++++ 本文抜粋
つげ忠男『成り行き』実写映画化決定にファン歓喜!「つげ忠男に佐野史郎、瀬々敬久って全方位完璧!!」

映画

公開日:2016/4/12


 マンガ家・つげ義春の弟としても知られる、つげ忠男のマンガ『成り行き』が、「なりゆきな魂、」というタイトルで実写映画化されることがわかった。またキャストには超豪華な面々が名を連ねており、世間からは「実写映画化っていうだけでテンション上がるのにこのキャストは楽しみすぎる!」と喜びの声が上がっている。

 今回実写映画化される『成り行き』は、2015年10月に発行されている同名短編集に収められた作品。殺人を犯した2人の初老の男と、争い続ける若者達を凝視する初老の男、バス事故によって運命を翻弄される人々の人生が交錯する様子が描かれた作品だ。

 原作者のつげ忠男は、マンガ家であり『ねじ式』や『ゲンセンカン主人』といった人気作品で知られる兄つげ義春の影響を受け、1960年ごろから、当時マンガ業界で主流だった“貸本マンガ誌”の『街』に短編を投稿。『自殺しに来た男』が「第9回新人コンクール入選作品」に入賞しデビューを果たした。

advertisement

 精力的に貸本マンガに作品を発表していたつげだったが、1961年から1967年までは作品発表のない空白の時代を送っている。それでも1968年に『丘の上でヴィンセント・ヴァン・ゴッホは』でマンガ雑誌『ガロ』再デビューにいたり、注目を浴びるようになった。
++++++++
◆ 練習問題
A. 映画化の記事の「マンガ家・つげ義春の弟として」から「錯する様子が描かれた作品だ。」までを、「バス事故」を「列車事故」に置き換えて書き直してください。
B. 映画化の記事を、最後の文の後から書き継ぐこと。
++++ 抽出データ
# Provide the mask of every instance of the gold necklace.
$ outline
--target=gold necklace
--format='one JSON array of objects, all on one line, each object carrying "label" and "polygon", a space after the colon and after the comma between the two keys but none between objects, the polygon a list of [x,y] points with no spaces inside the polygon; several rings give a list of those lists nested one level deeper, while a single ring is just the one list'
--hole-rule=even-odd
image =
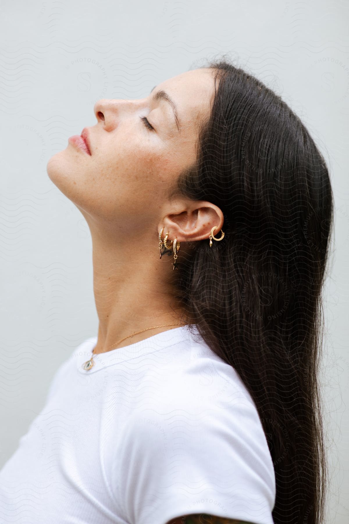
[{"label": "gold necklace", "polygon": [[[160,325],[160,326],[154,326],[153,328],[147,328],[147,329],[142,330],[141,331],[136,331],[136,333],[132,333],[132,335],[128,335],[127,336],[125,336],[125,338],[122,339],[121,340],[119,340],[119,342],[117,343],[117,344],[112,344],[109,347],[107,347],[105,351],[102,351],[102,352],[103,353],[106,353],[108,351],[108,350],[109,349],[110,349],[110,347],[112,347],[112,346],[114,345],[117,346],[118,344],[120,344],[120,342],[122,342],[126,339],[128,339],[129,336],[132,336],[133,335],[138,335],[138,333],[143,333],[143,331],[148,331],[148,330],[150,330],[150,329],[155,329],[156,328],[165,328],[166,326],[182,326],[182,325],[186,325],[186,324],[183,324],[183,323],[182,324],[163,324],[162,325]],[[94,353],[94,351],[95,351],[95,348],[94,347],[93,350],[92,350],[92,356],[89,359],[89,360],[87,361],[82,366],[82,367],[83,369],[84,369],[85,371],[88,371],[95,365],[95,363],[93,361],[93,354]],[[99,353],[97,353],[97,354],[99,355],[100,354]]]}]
++++++++
++++ 抽出データ
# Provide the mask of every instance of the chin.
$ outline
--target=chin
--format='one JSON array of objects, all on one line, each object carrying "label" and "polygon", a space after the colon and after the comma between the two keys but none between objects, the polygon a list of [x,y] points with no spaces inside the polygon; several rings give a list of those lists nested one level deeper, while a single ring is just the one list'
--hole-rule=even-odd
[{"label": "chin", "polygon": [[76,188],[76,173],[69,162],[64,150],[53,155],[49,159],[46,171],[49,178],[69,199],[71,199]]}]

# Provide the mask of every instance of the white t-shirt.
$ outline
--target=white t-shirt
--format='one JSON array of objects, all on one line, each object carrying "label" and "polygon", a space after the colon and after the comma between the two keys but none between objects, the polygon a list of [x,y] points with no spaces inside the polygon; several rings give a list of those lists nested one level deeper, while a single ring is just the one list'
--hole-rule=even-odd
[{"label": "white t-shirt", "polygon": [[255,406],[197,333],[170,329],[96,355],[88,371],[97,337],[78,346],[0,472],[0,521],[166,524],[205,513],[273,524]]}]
++++++++
◆ 解答
A.
マンガ家・つげ義春の弟としても知られる、つげ忠男のマンガ『成り行き』が、「なりゆきな魂、」というタイトルで実写映画化されることがわかった。またキャストには超豪華な面々が名を連ねており、世間からは「実写映画化っていうだけでテンション上がるのにこのキャストは楽しみすぎる!」と喜びの声が上がっている。

 今回実写映画化される『成り行き』は、2015年10月に発行されている同名短編集に収められた作品。殺人を犯した2人の初老の男と、争い続ける若者達を凝視する初老の男、列車事故によって運命を翻弄される人々の人生が交錯する様子が描かれた作品だ。

B.
 つげの描く物語は、売れない作家が水上生活者の真似をして船の上で暮らし始める『舟に棲む』や、うだつの上がらない会社員が河童を見つけたと言い出したことから物語が始まる『河童の居る川』と、社会から少しはみ出した人々の生活を見つめ、真正面から描いていくものが多い。その作風は多くの「社会に対する生き辛さ」を感じている人の共感を得た。とりわけ『ガロ』で発表した、終戦後の日本を描いた『無頼平野』は評価が高く、つげの代表作品とされ、1995年には鬼才と呼び声高い映画監督、故・石井輝男により実写映画化もされ好評を博した。

 そしてこのたび、2015年10月に発売された『成り行き』の実写映画化。キャストは佐野史郎、柄本明、足立正生などいぶし銀の実力派揃いであることがわかった。特に佐野は、つげ忠男の兄であるつげ義春原作・石井輝男監督の実写映画「ゲンセンカン主人」で義春をモデルとした主人公を演じた上、つげ忠男の「無頼平野」でも忠男役を演じているとあり、ファンからは「つげ忠男作品に佐野史郎とか、間違いないでしょーー!!」「キャスト見たとき鳥肌たった。忠男ファンとしては渋い面子揃えてくれて嬉しい!」「映画化すっごい嬉しい! けど実写化難しくないか!? けどこのキャストなら期待大!」と激しく興奮している。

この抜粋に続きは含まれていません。